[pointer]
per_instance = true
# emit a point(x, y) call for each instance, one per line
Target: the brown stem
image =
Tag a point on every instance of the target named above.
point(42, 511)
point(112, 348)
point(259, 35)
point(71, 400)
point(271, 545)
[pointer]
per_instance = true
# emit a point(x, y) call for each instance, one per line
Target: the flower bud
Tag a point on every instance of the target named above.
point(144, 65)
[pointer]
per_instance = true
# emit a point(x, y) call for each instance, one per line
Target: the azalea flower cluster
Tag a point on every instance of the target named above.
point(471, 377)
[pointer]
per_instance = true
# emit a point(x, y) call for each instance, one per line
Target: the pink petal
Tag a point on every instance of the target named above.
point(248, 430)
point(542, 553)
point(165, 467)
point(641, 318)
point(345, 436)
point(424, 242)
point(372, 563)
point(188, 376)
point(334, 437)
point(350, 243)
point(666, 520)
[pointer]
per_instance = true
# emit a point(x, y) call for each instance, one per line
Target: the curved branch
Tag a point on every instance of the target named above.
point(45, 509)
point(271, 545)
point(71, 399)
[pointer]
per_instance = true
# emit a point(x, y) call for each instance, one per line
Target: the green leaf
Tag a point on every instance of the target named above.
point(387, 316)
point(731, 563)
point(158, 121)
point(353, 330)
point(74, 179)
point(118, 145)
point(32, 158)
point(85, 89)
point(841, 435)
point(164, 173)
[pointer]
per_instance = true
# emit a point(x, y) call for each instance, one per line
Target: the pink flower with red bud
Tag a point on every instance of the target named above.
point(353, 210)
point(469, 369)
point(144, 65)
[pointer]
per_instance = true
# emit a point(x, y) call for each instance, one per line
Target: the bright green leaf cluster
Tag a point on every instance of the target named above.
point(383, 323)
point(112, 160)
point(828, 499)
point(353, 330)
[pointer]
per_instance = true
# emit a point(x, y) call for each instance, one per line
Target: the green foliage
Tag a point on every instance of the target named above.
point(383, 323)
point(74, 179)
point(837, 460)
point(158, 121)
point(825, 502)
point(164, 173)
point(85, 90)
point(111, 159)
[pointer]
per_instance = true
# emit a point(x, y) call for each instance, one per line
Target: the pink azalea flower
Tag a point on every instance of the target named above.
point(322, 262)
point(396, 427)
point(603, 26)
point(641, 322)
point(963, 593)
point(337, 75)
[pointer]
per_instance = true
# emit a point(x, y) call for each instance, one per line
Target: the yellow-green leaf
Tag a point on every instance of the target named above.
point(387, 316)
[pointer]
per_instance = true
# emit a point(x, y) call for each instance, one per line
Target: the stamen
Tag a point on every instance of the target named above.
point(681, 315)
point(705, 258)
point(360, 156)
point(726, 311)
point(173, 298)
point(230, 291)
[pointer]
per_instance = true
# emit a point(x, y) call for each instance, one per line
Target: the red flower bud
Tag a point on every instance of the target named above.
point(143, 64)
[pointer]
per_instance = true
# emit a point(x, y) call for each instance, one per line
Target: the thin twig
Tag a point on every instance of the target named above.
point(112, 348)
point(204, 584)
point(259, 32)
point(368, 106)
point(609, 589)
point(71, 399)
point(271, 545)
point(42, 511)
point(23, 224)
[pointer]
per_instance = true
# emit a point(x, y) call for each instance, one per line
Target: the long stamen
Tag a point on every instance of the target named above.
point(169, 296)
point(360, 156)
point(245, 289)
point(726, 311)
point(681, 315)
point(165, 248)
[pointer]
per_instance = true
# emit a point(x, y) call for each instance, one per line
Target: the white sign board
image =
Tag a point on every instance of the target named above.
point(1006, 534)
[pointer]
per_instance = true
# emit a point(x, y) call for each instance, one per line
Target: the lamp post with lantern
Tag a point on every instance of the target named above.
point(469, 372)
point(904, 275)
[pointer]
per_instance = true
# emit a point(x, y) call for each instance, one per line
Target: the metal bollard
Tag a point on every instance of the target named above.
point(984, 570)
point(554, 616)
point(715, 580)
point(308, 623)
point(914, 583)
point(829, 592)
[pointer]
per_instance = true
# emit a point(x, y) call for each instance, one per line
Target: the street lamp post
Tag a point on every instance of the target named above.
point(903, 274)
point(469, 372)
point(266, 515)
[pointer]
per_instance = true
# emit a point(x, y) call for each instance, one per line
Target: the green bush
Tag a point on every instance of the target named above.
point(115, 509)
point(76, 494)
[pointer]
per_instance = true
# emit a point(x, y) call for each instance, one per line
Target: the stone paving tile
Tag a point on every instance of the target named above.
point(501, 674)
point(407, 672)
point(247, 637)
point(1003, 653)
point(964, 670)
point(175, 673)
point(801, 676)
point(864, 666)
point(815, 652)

_ _ _ _

Format every line of the rows above as a JSON list of strings, one string per line, leaving out blank lines.

[
  "[pointer]",
  "per_instance = true",
  "# emit a point(x, y) call for each instance, one per line",
  "Target: the brown stem",
  "image =",
  "Tag a point on every instance of the target named above.",
  "point(42, 511)",
  "point(112, 348)",
  "point(259, 35)",
  "point(71, 400)",
  "point(271, 545)",
  "[pointer]",
  "per_instance = true",
  "# emit a point(x, y) call for each instance, one per line",
  "Target: the flower bud",
  "Tag a point on every instance of the target named above.",
  "point(144, 65)",
  "[pointer]",
  "per_instance = true",
  "# emit a point(x, y) call for each instance, one per line",
  "Target: the azalea flower cluster",
  "Tag a point on every instance of the target named above.",
  "point(471, 377)",
  "[pointer]",
  "per_instance = true",
  "# emit a point(x, y) call for each instance, one per line",
  "Target: the pink petal",
  "Tag a point on every instance of the target named above.",
  "point(248, 430)",
  "point(542, 553)",
  "point(165, 467)",
  "point(641, 318)",
  "point(345, 436)",
  "point(424, 242)",
  "point(372, 563)",
  "point(188, 376)",
  "point(334, 437)",
  "point(350, 243)",
  "point(666, 520)",
  "[pointer]",
  "per_instance = true",
  "# emit a point(x, y) call for each instance, one per line",
  "Target: the curved branch",
  "Tag a point on every instance of the target named above.",
  "point(45, 509)",
  "point(271, 545)",
  "point(71, 399)",
  "[pointer]",
  "per_instance = true",
  "# emit a point(x, y) call for each instance, one per line",
  "Target: the green leaf",
  "Tag a point on every instance of the target named above.",
  "point(387, 316)",
  "point(731, 563)",
  "point(158, 121)",
  "point(353, 330)",
  "point(74, 179)",
  "point(118, 145)",
  "point(32, 158)",
  "point(85, 89)",
  "point(841, 435)",
  "point(164, 173)",
  "[pointer]",
  "per_instance = true",
  "# emit a point(x, y) call for each instance, one per line",
  "Target: the pink flower with red bud",
  "Tag a point on every instance of the target named above.",
  "point(353, 210)",
  "point(469, 369)",
  "point(144, 65)",
  "[pointer]",
  "per_instance = true",
  "# emit a point(x, y) call for each instance, one per line",
  "Target: the bright green leaf cluster",
  "Tag a point on every instance of the target named above.",
  "point(383, 323)",
  "point(112, 160)",
  "point(828, 499)",
  "point(353, 330)",
  "[pointer]",
  "per_instance = true",
  "# emit a point(x, y) call for each instance, one per line",
  "Target: the green foliage",
  "Tag a point on every instance of the target named above.",
  "point(383, 323)",
  "point(74, 179)",
  "point(837, 460)",
  "point(158, 121)",
  "point(825, 502)",
  "point(164, 173)",
  "point(85, 90)",
  "point(111, 159)",
  "[pointer]",
  "per_instance = true",
  "# emit a point(x, y) call for each instance, one per line",
  "Target: the pink azalea flower",
  "Tag a point on every instance of the target named above.",
  "point(322, 262)",
  "point(396, 427)",
  "point(603, 26)",
  "point(641, 322)",
  "point(963, 593)",
  "point(337, 75)",
  "[pointer]",
  "per_instance = true",
  "# emit a point(x, y) call for each instance, one per line",
  "Target: the yellow-green leaf",
  "Tag a point on every instance of the target named above.",
  "point(387, 316)",
  "[pointer]",
  "per_instance = true",
  "# emit a point(x, y) call for each instance, one per line",
  "Target: the stamen",
  "Tag a point on every instance of the target named above.",
  "point(681, 315)",
  "point(705, 258)",
  "point(360, 156)",
  "point(726, 311)",
  "point(173, 298)",
  "point(230, 291)",
  "[pointer]",
  "per_instance = true",
  "# emit a point(x, y) call for each instance, one per line",
  "Target: the red flower bud",
  "Tag a point on every instance of the target named above.",
  "point(143, 64)",
  "[pointer]",
  "per_instance = true",
  "# emit a point(x, y) call for each instance, one per line",
  "Target: the thin twig",
  "Tag a point on every instance of the target named above.",
  "point(112, 348)",
  "point(204, 584)",
  "point(259, 32)",
  "point(368, 106)",
  "point(609, 589)",
  "point(71, 399)",
  "point(271, 545)",
  "point(42, 511)",
  "point(23, 224)",
  "[pointer]",
  "per_instance = true",
  "# emit a point(x, y) call for each instance, one per line",
  "Target: the long stamen",
  "Tag a point on every instance of the target named above.",
  "point(169, 296)",
  "point(360, 156)",
  "point(245, 289)",
  "point(726, 311)",
  "point(681, 315)",
  "point(165, 248)",
  "[pointer]",
  "per_instance = true",
  "# emit a point(x, y) call for each instance, one per line",
  "Target: the white sign board",
  "image =",
  "Tag a point on every instance of the target named above.",
  "point(1006, 534)",
  "[pointer]",
  "per_instance = true",
  "# emit a point(x, y) call for each instance, one per line",
  "Target: the lamp post with lantern",
  "Tag a point on every instance of the target named above.",
  "point(469, 372)",
  "point(904, 275)",
  "[pointer]",
  "per_instance = true",
  "# emit a point(x, y) call for each instance, one per line",
  "Target: the metal bollard",
  "Tag a point on every instance of the target named above.",
  "point(984, 570)",
  "point(554, 616)",
  "point(715, 580)",
  "point(308, 623)",
  "point(914, 583)",
  "point(829, 592)",
  "[pointer]",
  "per_instance = true",
  "# emit a point(x, y) call for each instance, one per line",
  "Target: the street lamp post",
  "Tag a point on every instance of the target named above.",
  "point(903, 274)",
  "point(469, 372)",
  "point(266, 515)",
  "[pointer]",
  "per_instance = true",
  "# emit a point(x, y) call for each instance, one per line",
  "Target: the green bush",
  "Tag a point on every instance of the target named above.",
  "point(115, 509)",
  "point(76, 494)",
  "[pointer]",
  "per_instance = true",
  "# emit a point(x, y) call for each instance, one per line",
  "Target: the stone paving tile",
  "Tag a point on every instance of the target named above.",
  "point(501, 674)",
  "point(407, 672)",
  "point(247, 637)",
  "point(1003, 653)",
  "point(964, 670)",
  "point(175, 673)",
  "point(801, 676)",
  "point(864, 666)",
  "point(815, 652)"
]